* Texte extrait:
::::
Hier soir, dans le cadre du programme d’automne proposé par le Pays d’Art et d’Histoire, nous avions rendez-vous à 18 heures à Camon.
Laissant derrière nous Mirepoix, La Bastide de Bousignac, Tréziers sur les hauteurs, puis les ruines du château de Lagarde, un moment surgies, fantomatiques, au tournant de la route, puis encore la tour de Saint-Quentin, nous avons cheminé dans la fumée du crépuscule, vapeurs, nuées qui montent de la terre, et nous sommes arrivés à Camon entre chien et loup. Route de campagne, plaine ouverte, vieilles bâtisses conservées dans leur figure antique, piémonts agrestes, le voyage va l’amble, tranquille, amène, dans la réflexion du jour finissant.
Nous voici roulant dans une ruelle de Camon, vieux village classé parmi les « plus beaux villages de France ».
Devant nous, la Vierge, qui veille sur la porte du village, et l’un des « cent rosiers », dont la couleur et le parfum font jusqu’en cette saison le bonheur des vieilles façades. Derrière nous, l’allée de platanes, sans laquelle il n’y a pas de village du Midi qui se respecte. J’aime tant ce trait ce trait d’urbanité simple et modeste, souvenir du temps où l’on ne concevait pas de faire société ailleurs que dans l’amitié des arbres.
Au centre du village, la Maison Haute, tour incluse jadis dans les fortifications du village, convertie plus tard en demeure seigneuriale.
Détails de la Maison Haute, aujourd’hui habitée, toujours vivante.
Derrière les quelques ruelles du village, un pan de remparts subsiste, ouvert sur la campagne, les collines, les bois, le pont sur l’Hers.
Dans le champ situé entre le rempart et le pont, une forêt de peupliers vient d’être coupée. Le champ sera d’ici peu complanté en vigne.
La nuit tombe. Catherine Robin, animatrice du Pays d’Art et d’Histoire, et Marina Salby, guide-conférencière du Pays d’Art et d’Histoire, nous attendent devant la salle municipale, au pied de la Maison Haute.
::::
* Consignes:
• a. Recopiez le passage du récit de la visite à Camon qui commence par « La nuit tombe. » et se termine par « la Maison Haute. ».
• b. Dans le récit de la visite à Camon, en quoi la Maison Haute a-t-elle été convertie plus tard ?
• c. Poursuivez le récit de la visite à Camon à partir de sa dernière phrase.
Les items proviennent d'une autre source que le récit de la visite à Camon.
::::
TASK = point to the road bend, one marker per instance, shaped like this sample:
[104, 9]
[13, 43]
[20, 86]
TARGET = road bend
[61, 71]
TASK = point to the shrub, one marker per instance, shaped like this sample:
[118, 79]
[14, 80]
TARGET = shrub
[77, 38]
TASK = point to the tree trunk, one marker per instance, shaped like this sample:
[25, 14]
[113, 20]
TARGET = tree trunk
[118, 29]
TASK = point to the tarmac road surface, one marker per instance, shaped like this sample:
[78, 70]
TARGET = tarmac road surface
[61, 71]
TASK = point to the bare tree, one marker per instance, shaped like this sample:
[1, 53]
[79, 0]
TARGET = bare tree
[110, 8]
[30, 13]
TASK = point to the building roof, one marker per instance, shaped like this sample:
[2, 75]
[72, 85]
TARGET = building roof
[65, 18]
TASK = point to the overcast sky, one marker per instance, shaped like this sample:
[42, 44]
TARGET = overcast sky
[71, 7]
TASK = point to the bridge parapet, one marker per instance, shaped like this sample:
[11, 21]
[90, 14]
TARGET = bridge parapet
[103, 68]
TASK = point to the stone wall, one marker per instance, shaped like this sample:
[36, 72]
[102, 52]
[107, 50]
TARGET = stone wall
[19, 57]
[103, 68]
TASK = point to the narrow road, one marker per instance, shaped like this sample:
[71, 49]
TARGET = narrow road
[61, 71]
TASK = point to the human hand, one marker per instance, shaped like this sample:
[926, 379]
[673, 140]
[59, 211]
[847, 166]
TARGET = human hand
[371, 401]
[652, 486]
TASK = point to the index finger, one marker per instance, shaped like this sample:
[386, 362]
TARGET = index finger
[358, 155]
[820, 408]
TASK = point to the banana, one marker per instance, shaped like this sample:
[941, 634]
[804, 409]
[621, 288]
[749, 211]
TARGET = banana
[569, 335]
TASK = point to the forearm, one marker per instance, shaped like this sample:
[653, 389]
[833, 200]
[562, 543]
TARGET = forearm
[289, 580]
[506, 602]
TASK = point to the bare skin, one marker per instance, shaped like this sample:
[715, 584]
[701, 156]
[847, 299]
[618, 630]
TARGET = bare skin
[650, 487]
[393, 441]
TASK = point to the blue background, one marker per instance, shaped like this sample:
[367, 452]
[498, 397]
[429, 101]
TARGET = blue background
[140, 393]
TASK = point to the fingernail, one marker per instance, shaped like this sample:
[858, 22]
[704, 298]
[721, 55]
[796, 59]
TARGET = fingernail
::::
* Réponses par consigne:
• a.
La nuit tombe. Catherine Robin, animatrice du Pays d’Art et d’Histoire, et Marina Salby, guide-conférencière du Pays d’Art et d’Histoire, nous attendent devant la salle municipale, au pied de la Maison Haute.

• b. En demeure seigneuriale.

• c.
Au programme :
– visite de l’abbaye, l’un des fleurons de l’aventure architecturale de Philippe de Lévis, évêque bâtisseur ;
– au sein de l’abbaye, visite de l’estude de Philippe de Lévis, en compagnie de Marc Salvan-Guillotin, docteur en Histoire de l’Art ;
– toujours au sein de l’abbaye, lectures au grand salon, dans le décor de toiles peintes installé au XVIIIe siècle par le dernier prieur du lieu ;
– petit souper à la salle municipale ;
– conférence de Marc Salvan-Guillotin à propos des peintures murales de Camon dans le contexte de la Renaissance.
Ci-dessus, dans la partie centrale de la mosaïque, nimbées d’un halo flou par la clarté qui tombe du réverbère : à gauche, Catherine Robin ; à droite, Marina Salby.
Nous nous dirigeons vers l’abbaye, sous l’or finissant des platanes. Marina Salby et Jean Huillet, maire de Camon, nous attendent au seuil de l’édifice.
Eclairé dans le style ténèbre, le couloir dans lequel nous pénétrons constituait jadis l’une des galeries du cloître. Il est pavé de tomettes anciennes, remarquablement conservées. Dans une niche, une chasuble rappelle la vocation ecclésiale de l’édifice.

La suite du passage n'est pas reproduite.